SOURCE EXTRACT:
Antony and the Johnsons: Swanlights

Swanlights
Antony and the Johnsons
12 October 2010
Secretly Canadian

On 2005’s
I Am a Bird Now, the terrific album by New York City-based Antony and the Johnsons, Antony Hegarty’s voice sounded deeply, almost frighteningly, intimate. It was like a pair of arms that stretched out to embrace everyone within reach, but were wrapped tightly enough to feel a bit uncomfortable. His vibrato warbled some, but mostly shook fiercely, and the sound was otherworldly. I Am a Bird Now was an introspective affair, a mirror we held up to ourselves, where we were forced to confront why these songs could make us feel both inspired and unsettled. Antony recognized that his gender identity could provoke the same feelings in people (though he’s often described as transgender, he views himself more as androgynous, as moving freely along the continuum between masculinity and femininity). But he also knows that if we’re patient, we might find that ambiguity is beauty.

On the ensemble’s follow-up,
The Crying Light, commentary on gender diversity made room for ruminations on the earth’s slowly disappearing biodiversity. Stripping away much of the instrumentation that anchored the singer’s voice on I Am a Bird Now, and sounding like he had never been more alone, Antony this time held a mirror up to himself. And what he saw was his own place in an environment that was suffering and slowly receding from view. In an interview he commented on the album’s central theme: “Intuitively we are a child of our environment, and we are as sensitive as an amphibian to the water it sits in.” While challenging, listeners who gave the album some time were rewarded with Antony’s creative vision of how human identities extend beyond our own bodies and into the world around us.

Antony calls his ensemble’s new LP,
Swanlights, a companion piece to The Crying Light. While Swanlights shares its predecessor’s themes, it shuns its insularity, with Antony stretching his arms across a vast landscape. (You can also get the album with a 144-page hardcover book featuring Antony’s personal writing and artwork, which explores these themes.) On the album’s 11 tracks, Antony continues his musings on our place in the natural world, with his lyrics reading like postcard tales from an imaginary, exotic vacation spot: snakes shed their skin, turtle doves offer kisses, red corrals caress, ghosts taste rivers and chase sunrises, people dive and swim in a great ocean. On Swanlights, Antony takes a cue from Hamlet: the purpose of art is to hold a mirror up to nature. Reality is reflected back in art, and in the same way, humans suffer because the environment suffers. It would be hokey if it weren’t so timely, as natural disasters seem to devastate populations around the world with alarming frequency. The natural world is a perfect muse for Antony because it reflects the artist’s own sensibilities: it inspires and unsettles us.

PROVIDED RECORDS:
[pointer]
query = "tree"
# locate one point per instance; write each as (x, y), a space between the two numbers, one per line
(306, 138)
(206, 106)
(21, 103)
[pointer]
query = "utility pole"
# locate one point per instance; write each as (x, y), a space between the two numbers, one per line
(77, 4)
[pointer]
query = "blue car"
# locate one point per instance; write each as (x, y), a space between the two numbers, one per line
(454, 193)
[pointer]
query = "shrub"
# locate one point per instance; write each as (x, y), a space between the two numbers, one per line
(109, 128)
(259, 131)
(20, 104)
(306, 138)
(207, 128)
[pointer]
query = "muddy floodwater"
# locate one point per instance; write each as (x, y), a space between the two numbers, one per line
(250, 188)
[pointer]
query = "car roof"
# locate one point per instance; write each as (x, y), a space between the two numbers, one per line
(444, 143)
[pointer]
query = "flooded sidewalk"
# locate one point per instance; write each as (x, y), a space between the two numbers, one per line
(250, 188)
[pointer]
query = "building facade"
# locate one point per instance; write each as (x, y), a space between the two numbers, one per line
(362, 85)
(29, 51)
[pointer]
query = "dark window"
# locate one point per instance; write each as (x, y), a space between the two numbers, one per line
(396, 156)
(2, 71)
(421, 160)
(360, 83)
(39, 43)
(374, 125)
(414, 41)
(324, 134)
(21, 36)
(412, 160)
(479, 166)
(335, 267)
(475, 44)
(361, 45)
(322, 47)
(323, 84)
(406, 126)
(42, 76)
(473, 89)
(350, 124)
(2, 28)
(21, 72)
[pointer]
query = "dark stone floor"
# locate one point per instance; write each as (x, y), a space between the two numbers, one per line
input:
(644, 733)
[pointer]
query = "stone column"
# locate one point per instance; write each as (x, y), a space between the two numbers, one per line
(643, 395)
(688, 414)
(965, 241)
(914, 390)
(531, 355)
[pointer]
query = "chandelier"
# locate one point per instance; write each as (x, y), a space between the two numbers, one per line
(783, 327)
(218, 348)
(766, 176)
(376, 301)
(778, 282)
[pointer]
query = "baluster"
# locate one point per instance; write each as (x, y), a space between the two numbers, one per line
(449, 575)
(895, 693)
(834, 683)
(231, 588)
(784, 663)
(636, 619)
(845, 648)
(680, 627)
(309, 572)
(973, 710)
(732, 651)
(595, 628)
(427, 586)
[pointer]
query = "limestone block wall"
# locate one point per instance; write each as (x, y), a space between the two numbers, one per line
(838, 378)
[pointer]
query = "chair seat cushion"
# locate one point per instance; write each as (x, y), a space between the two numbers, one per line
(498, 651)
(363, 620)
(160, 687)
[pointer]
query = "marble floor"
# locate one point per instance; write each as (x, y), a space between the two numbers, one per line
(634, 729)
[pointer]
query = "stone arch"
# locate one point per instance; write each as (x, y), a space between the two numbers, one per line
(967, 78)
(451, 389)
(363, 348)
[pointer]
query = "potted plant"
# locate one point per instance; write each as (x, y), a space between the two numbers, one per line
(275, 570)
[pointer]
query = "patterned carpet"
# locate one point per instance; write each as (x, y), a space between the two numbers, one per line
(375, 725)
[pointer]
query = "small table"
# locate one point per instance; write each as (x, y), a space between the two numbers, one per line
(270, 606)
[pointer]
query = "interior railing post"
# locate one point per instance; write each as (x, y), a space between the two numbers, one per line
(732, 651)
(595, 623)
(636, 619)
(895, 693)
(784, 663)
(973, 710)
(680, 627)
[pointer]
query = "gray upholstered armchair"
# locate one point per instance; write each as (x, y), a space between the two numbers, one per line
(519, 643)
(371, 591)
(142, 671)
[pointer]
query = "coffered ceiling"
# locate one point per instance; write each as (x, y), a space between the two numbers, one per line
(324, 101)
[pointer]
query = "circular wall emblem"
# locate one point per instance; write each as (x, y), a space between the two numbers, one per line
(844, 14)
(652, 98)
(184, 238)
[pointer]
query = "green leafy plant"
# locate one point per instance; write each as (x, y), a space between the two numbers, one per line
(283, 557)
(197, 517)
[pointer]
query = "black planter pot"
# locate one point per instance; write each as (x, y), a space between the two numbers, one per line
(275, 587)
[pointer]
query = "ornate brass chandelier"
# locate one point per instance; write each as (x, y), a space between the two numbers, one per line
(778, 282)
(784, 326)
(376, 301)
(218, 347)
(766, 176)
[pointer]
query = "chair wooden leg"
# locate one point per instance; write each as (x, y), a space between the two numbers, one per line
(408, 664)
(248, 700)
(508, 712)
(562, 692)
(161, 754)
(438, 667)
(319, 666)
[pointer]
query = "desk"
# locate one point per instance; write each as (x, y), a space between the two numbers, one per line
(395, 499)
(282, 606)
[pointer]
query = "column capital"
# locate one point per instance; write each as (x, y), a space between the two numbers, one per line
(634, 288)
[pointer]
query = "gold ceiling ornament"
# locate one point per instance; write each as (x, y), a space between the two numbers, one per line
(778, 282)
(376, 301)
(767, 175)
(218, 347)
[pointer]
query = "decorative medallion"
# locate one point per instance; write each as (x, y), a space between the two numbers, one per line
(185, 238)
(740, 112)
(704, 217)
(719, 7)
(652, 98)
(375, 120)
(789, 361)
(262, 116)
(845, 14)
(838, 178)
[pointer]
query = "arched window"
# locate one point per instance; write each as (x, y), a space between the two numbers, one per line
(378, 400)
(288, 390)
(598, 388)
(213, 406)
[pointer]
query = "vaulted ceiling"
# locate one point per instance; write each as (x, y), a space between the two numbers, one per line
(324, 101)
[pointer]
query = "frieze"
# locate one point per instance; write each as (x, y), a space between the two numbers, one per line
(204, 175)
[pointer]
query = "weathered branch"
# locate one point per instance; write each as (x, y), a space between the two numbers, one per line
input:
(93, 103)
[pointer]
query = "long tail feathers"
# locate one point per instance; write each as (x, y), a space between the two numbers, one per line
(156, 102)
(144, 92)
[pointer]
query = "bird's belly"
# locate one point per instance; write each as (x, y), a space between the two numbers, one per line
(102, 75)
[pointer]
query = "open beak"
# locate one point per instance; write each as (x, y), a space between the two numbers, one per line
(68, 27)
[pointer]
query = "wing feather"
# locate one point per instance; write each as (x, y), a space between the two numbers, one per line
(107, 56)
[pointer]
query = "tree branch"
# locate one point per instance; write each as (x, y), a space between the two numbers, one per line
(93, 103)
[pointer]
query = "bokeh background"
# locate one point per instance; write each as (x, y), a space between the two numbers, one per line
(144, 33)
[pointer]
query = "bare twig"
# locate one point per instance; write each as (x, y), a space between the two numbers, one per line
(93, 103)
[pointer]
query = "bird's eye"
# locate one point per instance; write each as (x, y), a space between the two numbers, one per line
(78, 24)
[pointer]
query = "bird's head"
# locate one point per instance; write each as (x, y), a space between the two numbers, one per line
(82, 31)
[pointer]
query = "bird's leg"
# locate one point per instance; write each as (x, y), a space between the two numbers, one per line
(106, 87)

TASK TO COMPLETE: In the Swanlights review, how many pages long is the hardcover book that can come with the album?

COMPLETED TASK: 144 pages